• [WHAT IS REQUIRED]: Check every line of the records below for the string "dark", then report only how many lines have it.

[Records from a dataset]

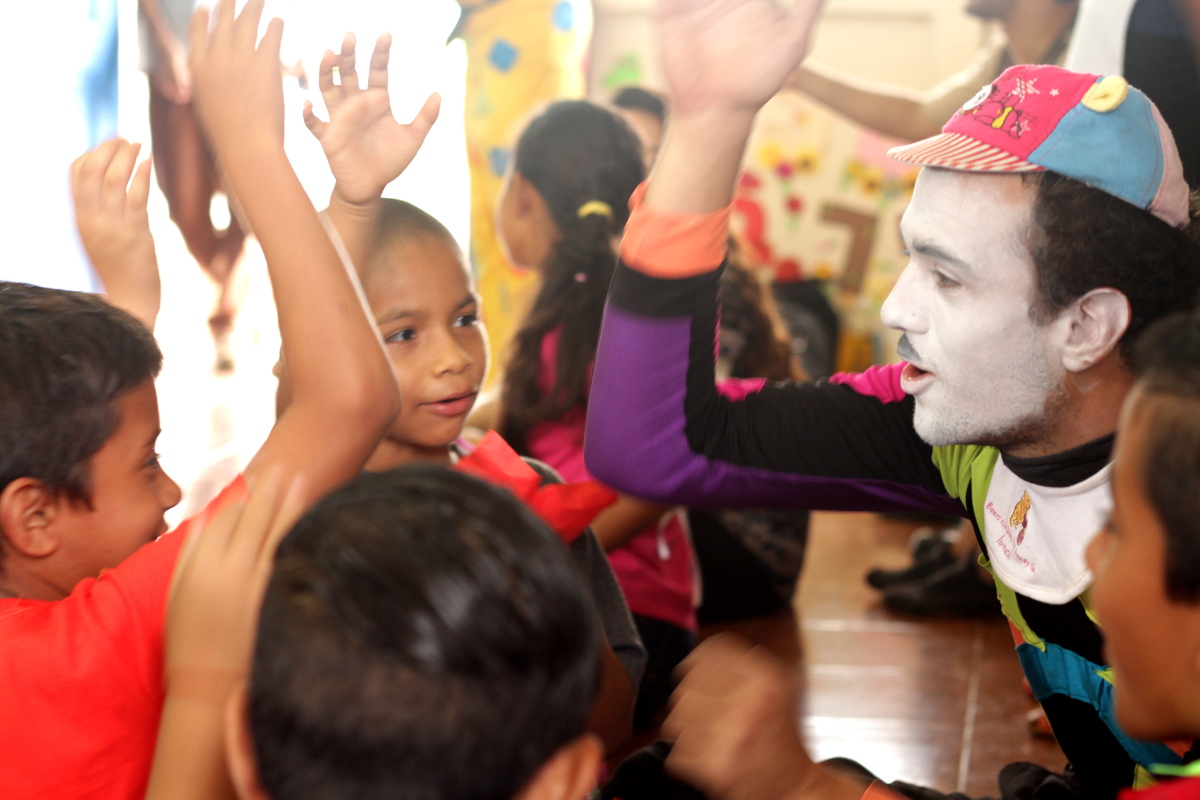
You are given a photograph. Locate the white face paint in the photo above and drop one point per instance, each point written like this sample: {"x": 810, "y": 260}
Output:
{"x": 981, "y": 370}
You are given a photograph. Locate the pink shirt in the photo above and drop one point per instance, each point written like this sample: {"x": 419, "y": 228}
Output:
{"x": 654, "y": 567}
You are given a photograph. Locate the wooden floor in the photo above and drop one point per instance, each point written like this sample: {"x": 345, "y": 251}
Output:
{"x": 934, "y": 703}
{"x": 940, "y": 704}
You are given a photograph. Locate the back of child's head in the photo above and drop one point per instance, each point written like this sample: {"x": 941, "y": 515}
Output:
{"x": 637, "y": 98}
{"x": 423, "y": 636}
{"x": 585, "y": 162}
{"x": 402, "y": 223}
{"x": 66, "y": 358}
{"x": 1167, "y": 365}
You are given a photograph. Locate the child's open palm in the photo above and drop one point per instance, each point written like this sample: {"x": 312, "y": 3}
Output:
{"x": 366, "y": 146}
{"x": 731, "y": 54}
{"x": 111, "y": 215}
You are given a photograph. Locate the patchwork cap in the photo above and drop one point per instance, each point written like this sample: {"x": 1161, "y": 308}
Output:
{"x": 1096, "y": 130}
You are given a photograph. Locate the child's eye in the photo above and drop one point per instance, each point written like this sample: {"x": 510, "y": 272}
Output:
{"x": 402, "y": 335}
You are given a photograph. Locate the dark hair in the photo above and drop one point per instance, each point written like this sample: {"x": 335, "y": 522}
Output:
{"x": 1167, "y": 362}
{"x": 641, "y": 100}
{"x": 754, "y": 336}
{"x": 66, "y": 358}
{"x": 573, "y": 154}
{"x": 401, "y": 222}
{"x": 424, "y": 635}
{"x": 1083, "y": 239}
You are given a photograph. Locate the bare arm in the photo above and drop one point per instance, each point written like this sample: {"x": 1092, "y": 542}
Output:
{"x": 892, "y": 110}
{"x": 624, "y": 519}
{"x": 343, "y": 389}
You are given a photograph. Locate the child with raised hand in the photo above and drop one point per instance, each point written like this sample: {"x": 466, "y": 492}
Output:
{"x": 424, "y": 635}
{"x": 81, "y": 489}
{"x": 111, "y": 215}
{"x": 423, "y": 295}
{"x": 575, "y": 168}
{"x": 1146, "y": 560}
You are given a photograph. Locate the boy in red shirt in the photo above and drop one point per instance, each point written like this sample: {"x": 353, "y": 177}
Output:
{"x": 82, "y": 497}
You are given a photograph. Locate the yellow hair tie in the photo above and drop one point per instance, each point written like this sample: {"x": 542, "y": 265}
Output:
{"x": 595, "y": 206}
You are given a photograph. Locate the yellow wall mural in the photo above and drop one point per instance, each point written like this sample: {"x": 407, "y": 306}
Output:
{"x": 521, "y": 54}
{"x": 821, "y": 199}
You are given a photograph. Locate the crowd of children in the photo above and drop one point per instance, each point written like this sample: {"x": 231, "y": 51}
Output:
{"x": 383, "y": 606}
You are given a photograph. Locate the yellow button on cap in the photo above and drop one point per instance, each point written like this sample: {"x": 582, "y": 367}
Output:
{"x": 1107, "y": 95}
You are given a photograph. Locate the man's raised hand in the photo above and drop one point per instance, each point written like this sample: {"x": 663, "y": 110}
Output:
{"x": 731, "y": 54}
{"x": 365, "y": 145}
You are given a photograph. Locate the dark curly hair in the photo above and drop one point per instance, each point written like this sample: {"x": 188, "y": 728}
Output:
{"x": 1084, "y": 239}
{"x": 573, "y": 154}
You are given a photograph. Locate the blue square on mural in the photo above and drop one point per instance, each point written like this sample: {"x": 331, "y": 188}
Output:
{"x": 503, "y": 55}
{"x": 498, "y": 160}
{"x": 564, "y": 16}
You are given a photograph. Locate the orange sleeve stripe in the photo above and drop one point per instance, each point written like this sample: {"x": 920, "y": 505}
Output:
{"x": 672, "y": 245}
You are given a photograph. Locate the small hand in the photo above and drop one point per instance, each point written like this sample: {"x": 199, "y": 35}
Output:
{"x": 238, "y": 89}
{"x": 217, "y": 589}
{"x": 172, "y": 74}
{"x": 731, "y": 54}
{"x": 733, "y": 721}
{"x": 365, "y": 145}
{"x": 111, "y": 215}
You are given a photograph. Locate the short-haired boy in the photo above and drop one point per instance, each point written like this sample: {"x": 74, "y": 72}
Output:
{"x": 1146, "y": 560}
{"x": 424, "y": 635}
{"x": 82, "y": 583}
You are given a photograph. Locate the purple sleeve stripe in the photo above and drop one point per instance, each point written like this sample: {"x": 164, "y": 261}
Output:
{"x": 636, "y": 439}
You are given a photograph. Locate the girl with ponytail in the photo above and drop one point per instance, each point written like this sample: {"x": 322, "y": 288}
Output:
{"x": 562, "y": 211}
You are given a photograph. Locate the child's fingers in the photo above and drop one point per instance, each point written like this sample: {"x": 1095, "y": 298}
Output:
{"x": 346, "y": 66}
{"x": 223, "y": 11}
{"x": 329, "y": 91}
{"x": 245, "y": 30}
{"x": 198, "y": 32}
{"x": 93, "y": 170}
{"x": 269, "y": 48}
{"x": 426, "y": 116}
{"x": 117, "y": 176}
{"x": 377, "y": 78}
{"x": 139, "y": 190}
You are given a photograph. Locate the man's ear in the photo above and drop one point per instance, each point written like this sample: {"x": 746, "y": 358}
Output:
{"x": 570, "y": 774}
{"x": 28, "y": 512}
{"x": 1096, "y": 324}
{"x": 240, "y": 749}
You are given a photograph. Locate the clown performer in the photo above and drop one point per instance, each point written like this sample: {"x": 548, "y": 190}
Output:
{"x": 1049, "y": 227}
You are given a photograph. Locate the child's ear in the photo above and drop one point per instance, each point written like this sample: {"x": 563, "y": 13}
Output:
{"x": 28, "y": 511}
{"x": 570, "y": 774}
{"x": 240, "y": 749}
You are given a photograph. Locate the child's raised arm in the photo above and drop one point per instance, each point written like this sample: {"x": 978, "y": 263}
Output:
{"x": 343, "y": 390}
{"x": 365, "y": 145}
{"x": 111, "y": 215}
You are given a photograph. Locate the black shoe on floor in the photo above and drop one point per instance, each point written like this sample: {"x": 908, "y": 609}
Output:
{"x": 930, "y": 554}
{"x": 957, "y": 590}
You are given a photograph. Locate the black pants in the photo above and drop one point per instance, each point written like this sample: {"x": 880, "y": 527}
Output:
{"x": 666, "y": 645}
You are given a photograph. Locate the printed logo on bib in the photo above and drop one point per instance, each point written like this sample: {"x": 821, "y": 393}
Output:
{"x": 1037, "y": 535}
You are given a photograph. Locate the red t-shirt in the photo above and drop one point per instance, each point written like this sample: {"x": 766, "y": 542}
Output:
{"x": 81, "y": 680}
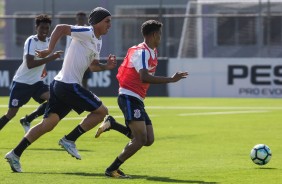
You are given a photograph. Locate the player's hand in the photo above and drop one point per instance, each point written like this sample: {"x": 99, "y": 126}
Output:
{"x": 111, "y": 62}
{"x": 58, "y": 54}
{"x": 42, "y": 53}
{"x": 179, "y": 75}
{"x": 44, "y": 73}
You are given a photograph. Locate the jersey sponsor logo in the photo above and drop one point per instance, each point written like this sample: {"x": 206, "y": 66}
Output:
{"x": 137, "y": 113}
{"x": 4, "y": 78}
{"x": 15, "y": 102}
{"x": 96, "y": 97}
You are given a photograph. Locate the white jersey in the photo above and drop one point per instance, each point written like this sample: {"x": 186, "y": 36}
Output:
{"x": 33, "y": 75}
{"x": 83, "y": 49}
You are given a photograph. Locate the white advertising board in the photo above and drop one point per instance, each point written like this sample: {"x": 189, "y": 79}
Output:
{"x": 225, "y": 77}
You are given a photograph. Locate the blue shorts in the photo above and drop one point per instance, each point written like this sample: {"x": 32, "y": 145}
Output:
{"x": 65, "y": 97}
{"x": 133, "y": 109}
{"x": 21, "y": 93}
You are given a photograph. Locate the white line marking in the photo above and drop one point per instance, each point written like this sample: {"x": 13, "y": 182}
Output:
{"x": 185, "y": 107}
{"x": 219, "y": 113}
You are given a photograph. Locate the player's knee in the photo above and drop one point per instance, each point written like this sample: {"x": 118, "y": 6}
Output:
{"x": 149, "y": 142}
{"x": 11, "y": 114}
{"x": 142, "y": 140}
{"x": 103, "y": 110}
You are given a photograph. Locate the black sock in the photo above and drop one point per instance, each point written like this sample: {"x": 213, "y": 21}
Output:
{"x": 73, "y": 135}
{"x": 115, "y": 165}
{"x": 39, "y": 111}
{"x": 120, "y": 128}
{"x": 21, "y": 147}
{"x": 3, "y": 121}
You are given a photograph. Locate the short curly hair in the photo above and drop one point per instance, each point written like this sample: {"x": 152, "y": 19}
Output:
{"x": 42, "y": 19}
{"x": 150, "y": 26}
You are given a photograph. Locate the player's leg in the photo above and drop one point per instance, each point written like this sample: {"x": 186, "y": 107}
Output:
{"x": 56, "y": 110}
{"x": 41, "y": 94}
{"x": 8, "y": 116}
{"x": 139, "y": 132}
{"x": 150, "y": 135}
{"x": 150, "y": 130}
{"x": 81, "y": 100}
{"x": 20, "y": 94}
{"x": 110, "y": 123}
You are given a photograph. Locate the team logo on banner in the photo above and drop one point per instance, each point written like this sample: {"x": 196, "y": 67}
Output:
{"x": 15, "y": 102}
{"x": 137, "y": 113}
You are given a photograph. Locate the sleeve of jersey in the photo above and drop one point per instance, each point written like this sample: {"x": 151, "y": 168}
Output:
{"x": 140, "y": 59}
{"x": 81, "y": 33}
{"x": 29, "y": 47}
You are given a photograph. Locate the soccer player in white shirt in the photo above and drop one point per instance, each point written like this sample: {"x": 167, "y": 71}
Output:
{"x": 66, "y": 92}
{"x": 81, "y": 20}
{"x": 27, "y": 82}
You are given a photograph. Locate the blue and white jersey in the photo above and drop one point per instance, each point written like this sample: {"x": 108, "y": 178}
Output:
{"x": 33, "y": 75}
{"x": 83, "y": 49}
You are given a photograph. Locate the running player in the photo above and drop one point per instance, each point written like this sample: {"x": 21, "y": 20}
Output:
{"x": 66, "y": 92}
{"x": 27, "y": 82}
{"x": 135, "y": 75}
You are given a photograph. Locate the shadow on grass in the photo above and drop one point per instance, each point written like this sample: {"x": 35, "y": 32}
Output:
{"x": 133, "y": 177}
{"x": 56, "y": 149}
{"x": 49, "y": 149}
{"x": 267, "y": 168}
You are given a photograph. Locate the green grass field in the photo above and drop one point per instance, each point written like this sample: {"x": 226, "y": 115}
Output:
{"x": 196, "y": 141}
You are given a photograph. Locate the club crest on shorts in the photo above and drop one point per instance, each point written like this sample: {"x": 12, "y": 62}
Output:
{"x": 15, "y": 102}
{"x": 137, "y": 113}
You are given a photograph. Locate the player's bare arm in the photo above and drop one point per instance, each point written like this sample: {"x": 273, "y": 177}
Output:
{"x": 59, "y": 31}
{"x": 31, "y": 63}
{"x": 96, "y": 66}
{"x": 148, "y": 78}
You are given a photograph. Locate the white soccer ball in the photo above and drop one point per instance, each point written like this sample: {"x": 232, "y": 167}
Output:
{"x": 261, "y": 154}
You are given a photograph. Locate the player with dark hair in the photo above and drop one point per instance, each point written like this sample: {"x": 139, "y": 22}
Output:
{"x": 66, "y": 92}
{"x": 135, "y": 75}
{"x": 81, "y": 20}
{"x": 27, "y": 82}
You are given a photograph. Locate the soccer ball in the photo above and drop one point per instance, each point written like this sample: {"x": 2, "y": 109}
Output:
{"x": 261, "y": 154}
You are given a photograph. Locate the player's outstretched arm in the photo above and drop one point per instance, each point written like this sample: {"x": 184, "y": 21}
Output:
{"x": 31, "y": 63}
{"x": 147, "y": 78}
{"x": 96, "y": 66}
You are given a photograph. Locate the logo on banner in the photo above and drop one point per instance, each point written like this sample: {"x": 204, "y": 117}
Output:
{"x": 137, "y": 113}
{"x": 265, "y": 80}
{"x": 15, "y": 102}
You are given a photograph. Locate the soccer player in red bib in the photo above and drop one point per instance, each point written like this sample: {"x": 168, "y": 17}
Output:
{"x": 135, "y": 75}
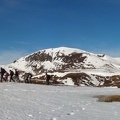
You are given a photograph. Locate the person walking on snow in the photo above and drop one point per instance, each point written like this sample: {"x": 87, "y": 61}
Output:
{"x": 2, "y": 73}
{"x": 17, "y": 75}
{"x": 6, "y": 76}
{"x": 11, "y": 76}
{"x": 47, "y": 77}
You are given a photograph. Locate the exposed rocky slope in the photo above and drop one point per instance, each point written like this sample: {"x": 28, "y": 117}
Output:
{"x": 71, "y": 65}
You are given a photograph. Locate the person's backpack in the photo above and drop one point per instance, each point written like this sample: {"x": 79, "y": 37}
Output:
{"x": 3, "y": 71}
{"x": 12, "y": 73}
{"x": 48, "y": 77}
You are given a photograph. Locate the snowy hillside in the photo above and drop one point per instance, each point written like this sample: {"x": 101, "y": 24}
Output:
{"x": 90, "y": 69}
{"x": 20, "y": 101}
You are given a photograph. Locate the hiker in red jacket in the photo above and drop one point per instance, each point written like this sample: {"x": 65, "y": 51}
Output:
{"x": 6, "y": 76}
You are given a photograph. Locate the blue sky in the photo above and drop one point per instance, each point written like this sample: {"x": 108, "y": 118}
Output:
{"x": 27, "y": 26}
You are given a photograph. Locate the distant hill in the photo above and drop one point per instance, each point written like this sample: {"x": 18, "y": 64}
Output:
{"x": 71, "y": 66}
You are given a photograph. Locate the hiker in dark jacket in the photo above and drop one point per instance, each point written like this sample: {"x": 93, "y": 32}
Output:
{"x": 11, "y": 76}
{"x": 28, "y": 78}
{"x": 47, "y": 77}
{"x": 17, "y": 75}
{"x": 2, "y": 73}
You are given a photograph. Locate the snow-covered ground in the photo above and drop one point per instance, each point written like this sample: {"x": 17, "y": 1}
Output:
{"x": 20, "y": 101}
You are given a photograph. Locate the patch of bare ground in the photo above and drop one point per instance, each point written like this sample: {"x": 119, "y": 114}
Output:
{"x": 110, "y": 98}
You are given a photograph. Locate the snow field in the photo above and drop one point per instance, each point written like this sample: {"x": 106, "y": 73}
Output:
{"x": 20, "y": 101}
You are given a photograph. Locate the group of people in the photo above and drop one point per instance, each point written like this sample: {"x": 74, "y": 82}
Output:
{"x": 5, "y": 74}
{"x": 14, "y": 76}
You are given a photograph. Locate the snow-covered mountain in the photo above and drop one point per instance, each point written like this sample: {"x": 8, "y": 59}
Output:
{"x": 71, "y": 66}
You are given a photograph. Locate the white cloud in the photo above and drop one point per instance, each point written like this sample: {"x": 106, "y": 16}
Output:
{"x": 7, "y": 57}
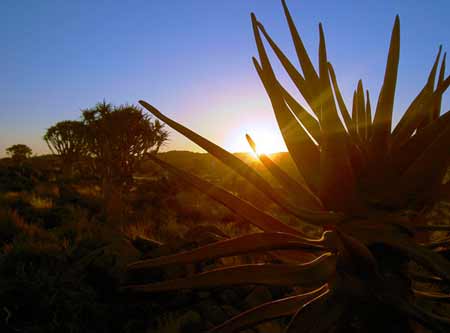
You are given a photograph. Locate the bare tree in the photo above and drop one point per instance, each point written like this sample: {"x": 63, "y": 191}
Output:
{"x": 118, "y": 138}
{"x": 68, "y": 139}
{"x": 19, "y": 152}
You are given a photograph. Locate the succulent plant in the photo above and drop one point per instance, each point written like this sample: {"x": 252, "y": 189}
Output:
{"x": 365, "y": 185}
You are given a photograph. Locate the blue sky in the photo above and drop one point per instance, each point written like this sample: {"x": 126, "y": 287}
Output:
{"x": 192, "y": 59}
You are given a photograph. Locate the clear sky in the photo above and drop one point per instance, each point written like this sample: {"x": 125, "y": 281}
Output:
{"x": 192, "y": 59}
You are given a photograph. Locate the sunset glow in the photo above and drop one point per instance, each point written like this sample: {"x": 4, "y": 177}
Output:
{"x": 267, "y": 140}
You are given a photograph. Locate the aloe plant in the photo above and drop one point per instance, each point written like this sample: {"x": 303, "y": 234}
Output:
{"x": 365, "y": 185}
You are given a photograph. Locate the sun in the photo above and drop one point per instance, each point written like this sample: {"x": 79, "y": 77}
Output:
{"x": 264, "y": 142}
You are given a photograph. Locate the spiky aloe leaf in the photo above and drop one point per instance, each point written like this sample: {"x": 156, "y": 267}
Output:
{"x": 310, "y": 275}
{"x": 404, "y": 156}
{"x": 337, "y": 179}
{"x": 420, "y": 277}
{"x": 342, "y": 107}
{"x": 383, "y": 115}
{"x": 245, "y": 171}
{"x": 361, "y": 110}
{"x": 241, "y": 207}
{"x": 299, "y": 191}
{"x": 431, "y": 321}
{"x": 305, "y": 61}
{"x": 432, "y": 227}
{"x": 259, "y": 242}
{"x": 440, "y": 243}
{"x": 430, "y": 167}
{"x": 416, "y": 112}
{"x": 354, "y": 257}
{"x": 309, "y": 122}
{"x": 432, "y": 261}
{"x": 432, "y": 296}
{"x": 295, "y": 76}
{"x": 303, "y": 150}
{"x": 283, "y": 307}
{"x": 368, "y": 116}
{"x": 318, "y": 315}
{"x": 437, "y": 109}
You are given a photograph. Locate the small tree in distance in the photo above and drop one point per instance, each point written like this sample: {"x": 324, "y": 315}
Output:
{"x": 118, "y": 139}
{"x": 68, "y": 139}
{"x": 19, "y": 152}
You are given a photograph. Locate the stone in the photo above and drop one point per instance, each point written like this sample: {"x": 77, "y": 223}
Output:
{"x": 229, "y": 296}
{"x": 145, "y": 245}
{"x": 191, "y": 321}
{"x": 211, "y": 311}
{"x": 258, "y": 296}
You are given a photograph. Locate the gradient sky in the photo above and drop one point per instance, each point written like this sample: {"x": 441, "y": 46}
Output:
{"x": 192, "y": 59}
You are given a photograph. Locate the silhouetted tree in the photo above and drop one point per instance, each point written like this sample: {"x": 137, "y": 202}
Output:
{"x": 68, "y": 139}
{"x": 118, "y": 139}
{"x": 19, "y": 152}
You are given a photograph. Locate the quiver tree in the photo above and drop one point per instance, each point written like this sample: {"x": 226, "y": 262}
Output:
{"x": 68, "y": 139}
{"x": 118, "y": 139}
{"x": 19, "y": 152}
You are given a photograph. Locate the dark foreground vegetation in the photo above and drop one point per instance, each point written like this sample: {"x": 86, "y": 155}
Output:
{"x": 62, "y": 263}
{"x": 347, "y": 232}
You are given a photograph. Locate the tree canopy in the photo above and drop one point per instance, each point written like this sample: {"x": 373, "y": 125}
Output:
{"x": 119, "y": 137}
{"x": 67, "y": 139}
{"x": 19, "y": 152}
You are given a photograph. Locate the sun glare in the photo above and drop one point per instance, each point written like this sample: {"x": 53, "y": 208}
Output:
{"x": 267, "y": 141}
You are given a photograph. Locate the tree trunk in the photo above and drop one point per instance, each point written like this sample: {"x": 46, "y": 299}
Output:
{"x": 114, "y": 207}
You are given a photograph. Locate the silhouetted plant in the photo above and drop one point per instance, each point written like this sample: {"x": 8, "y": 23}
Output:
{"x": 367, "y": 187}
{"x": 68, "y": 139}
{"x": 19, "y": 152}
{"x": 118, "y": 139}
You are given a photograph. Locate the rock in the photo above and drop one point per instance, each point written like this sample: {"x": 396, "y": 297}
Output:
{"x": 269, "y": 327}
{"x": 191, "y": 321}
{"x": 230, "y": 311}
{"x": 258, "y": 296}
{"x": 229, "y": 296}
{"x": 203, "y": 294}
{"x": 145, "y": 245}
{"x": 211, "y": 312}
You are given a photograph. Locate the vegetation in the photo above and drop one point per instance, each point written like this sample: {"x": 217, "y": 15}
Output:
{"x": 19, "y": 152}
{"x": 346, "y": 232}
{"x": 366, "y": 186}
{"x": 68, "y": 139}
{"x": 118, "y": 138}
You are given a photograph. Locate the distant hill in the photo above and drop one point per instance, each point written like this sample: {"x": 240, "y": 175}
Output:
{"x": 206, "y": 165}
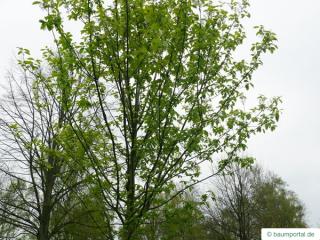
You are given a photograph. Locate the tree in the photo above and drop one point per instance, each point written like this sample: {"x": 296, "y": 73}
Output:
{"x": 248, "y": 200}
{"x": 160, "y": 92}
{"x": 35, "y": 153}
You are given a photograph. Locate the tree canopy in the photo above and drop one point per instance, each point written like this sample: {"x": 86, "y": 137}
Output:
{"x": 150, "y": 90}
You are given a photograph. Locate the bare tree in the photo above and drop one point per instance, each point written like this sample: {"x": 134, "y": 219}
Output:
{"x": 37, "y": 146}
{"x": 246, "y": 200}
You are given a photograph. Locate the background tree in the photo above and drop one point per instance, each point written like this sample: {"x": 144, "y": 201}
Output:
{"x": 159, "y": 92}
{"x": 247, "y": 199}
{"x": 37, "y": 145}
{"x": 182, "y": 218}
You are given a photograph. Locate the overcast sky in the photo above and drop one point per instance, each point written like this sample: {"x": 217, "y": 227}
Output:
{"x": 292, "y": 72}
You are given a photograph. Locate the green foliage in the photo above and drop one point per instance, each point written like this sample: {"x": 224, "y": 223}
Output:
{"x": 150, "y": 89}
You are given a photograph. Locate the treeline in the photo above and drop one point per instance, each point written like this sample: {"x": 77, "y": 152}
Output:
{"x": 241, "y": 202}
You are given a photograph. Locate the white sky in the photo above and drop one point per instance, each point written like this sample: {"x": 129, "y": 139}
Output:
{"x": 292, "y": 72}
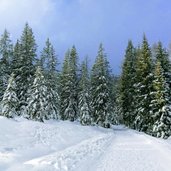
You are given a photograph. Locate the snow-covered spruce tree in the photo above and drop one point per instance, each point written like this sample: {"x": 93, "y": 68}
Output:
{"x": 48, "y": 62}
{"x": 84, "y": 95}
{"x": 71, "y": 112}
{"x": 69, "y": 87}
{"x": 126, "y": 87}
{"x": 64, "y": 89}
{"x": 9, "y": 102}
{"x": 143, "y": 86}
{"x": 162, "y": 55}
{"x": 26, "y": 51}
{"x": 161, "y": 113}
{"x": 6, "y": 52}
{"x": 40, "y": 103}
{"x": 100, "y": 93}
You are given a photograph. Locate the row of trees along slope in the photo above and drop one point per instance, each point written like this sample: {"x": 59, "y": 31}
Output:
{"x": 145, "y": 89}
{"x": 32, "y": 86}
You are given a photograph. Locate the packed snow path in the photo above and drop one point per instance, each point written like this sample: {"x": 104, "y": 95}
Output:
{"x": 64, "y": 146}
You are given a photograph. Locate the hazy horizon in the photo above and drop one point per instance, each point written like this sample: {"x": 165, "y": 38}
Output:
{"x": 88, "y": 23}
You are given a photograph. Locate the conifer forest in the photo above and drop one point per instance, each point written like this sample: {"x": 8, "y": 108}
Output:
{"x": 39, "y": 86}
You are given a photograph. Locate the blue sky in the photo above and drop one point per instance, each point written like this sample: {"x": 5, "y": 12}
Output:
{"x": 86, "y": 23}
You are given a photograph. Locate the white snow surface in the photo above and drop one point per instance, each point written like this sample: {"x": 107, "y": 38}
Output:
{"x": 66, "y": 146}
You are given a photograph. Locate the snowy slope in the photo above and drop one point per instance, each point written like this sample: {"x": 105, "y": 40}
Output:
{"x": 64, "y": 146}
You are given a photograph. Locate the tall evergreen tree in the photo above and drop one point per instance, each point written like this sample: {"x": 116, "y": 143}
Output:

• [RESULT OF THIS EXERCISE]: 5